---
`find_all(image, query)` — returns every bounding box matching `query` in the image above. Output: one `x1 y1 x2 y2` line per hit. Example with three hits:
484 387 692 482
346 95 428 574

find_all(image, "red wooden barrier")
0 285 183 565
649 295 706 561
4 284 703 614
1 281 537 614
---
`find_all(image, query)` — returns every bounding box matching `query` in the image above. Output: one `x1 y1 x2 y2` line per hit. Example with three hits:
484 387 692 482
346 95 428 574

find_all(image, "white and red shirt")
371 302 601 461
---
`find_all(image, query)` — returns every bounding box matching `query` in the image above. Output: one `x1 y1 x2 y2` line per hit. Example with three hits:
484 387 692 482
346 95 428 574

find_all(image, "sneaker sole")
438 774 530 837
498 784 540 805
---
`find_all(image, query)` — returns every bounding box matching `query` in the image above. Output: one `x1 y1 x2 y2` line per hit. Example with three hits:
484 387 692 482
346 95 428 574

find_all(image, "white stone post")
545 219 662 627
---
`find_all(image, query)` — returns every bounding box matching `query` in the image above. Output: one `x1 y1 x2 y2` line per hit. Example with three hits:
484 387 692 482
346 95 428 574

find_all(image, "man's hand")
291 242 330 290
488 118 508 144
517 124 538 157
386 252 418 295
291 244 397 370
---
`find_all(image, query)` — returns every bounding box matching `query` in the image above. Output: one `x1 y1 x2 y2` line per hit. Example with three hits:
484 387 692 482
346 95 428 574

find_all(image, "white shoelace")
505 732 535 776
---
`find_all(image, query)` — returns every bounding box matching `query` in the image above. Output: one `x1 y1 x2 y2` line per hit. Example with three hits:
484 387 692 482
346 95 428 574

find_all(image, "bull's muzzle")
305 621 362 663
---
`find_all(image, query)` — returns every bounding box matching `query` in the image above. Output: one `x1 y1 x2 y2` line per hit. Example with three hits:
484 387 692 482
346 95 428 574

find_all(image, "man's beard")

TASK REQUIREMENTS:
Your answer must be an exact transcription of every record above.

SOLUTION TO THIS TASK:
---
`find_all(image, query)` — returns every bounding box matching `query` in the image above. Output: one `x1 y1 x2 y2` line per hit. Example with three hits:
484 387 692 482
346 95 428 574

find_all(image, "red wooden barrier")
0 285 183 565
649 295 706 561
4 284 703 614
1 281 537 614
---
`find_all(image, query)` — returns every bounding box matching `query` in the image above. Output: one `x1 y1 x2 y2` line per hit. Example with three hits:
484 387 692 482
346 95 428 574

find_all(image, "white and red shirt")
371 302 601 461
---
`find_all(image, query)` — returns every bounding box matching `query` in the image above. Output: one `x1 y1 x2 y2` line per hit. Example with three hits:
484 387 692 482
346 95 428 574

find_all(image, "sneaker sole")
438 774 530 837
498 784 540 805
---
`find_all(image, query)` — returns every bounding box matching `query` in the image above. Output: one `x1 y1 x2 y2` line per hit. Example with three hits:
484 387 692 482
346 95 428 574

find_all(image, "white stone post")
545 219 662 627
---
`find_all(image, query)` — returns every bounding box matching `query` in the image above. Output: one `x1 y1 x2 y2` line per hit. Example with three hits:
484 387 692 482
346 95 428 574

find_all(image, "man's hand")
291 242 330 290
488 118 508 144
517 124 538 157
386 252 418 295
291 244 397 370
---
`find_all(image, query)` — returns every bounding box matching `query` in the image above. Output: one `x1 y1 x2 y2` line per hit. Example with three hits:
484 387 692 482
346 95 428 574

find_all(image, "white shoelace")
505 732 535 776
---
`find_all(image, query)` — returns every bounding box matching `query` in the image above. Output: one `x1 y1 x2 y2` line per hit. Example with three hits:
484 387 692 482
346 95 428 574

find_all(image, "bull's muzzle")
305 621 362 663
---
`find_all(image, query)` — returns every bounding box matching `query` in the image above. Output: one `x1 y1 x2 y2` line per hit. Example with three hits:
484 387 692 482
346 95 428 574

find_all(image, "man's beard")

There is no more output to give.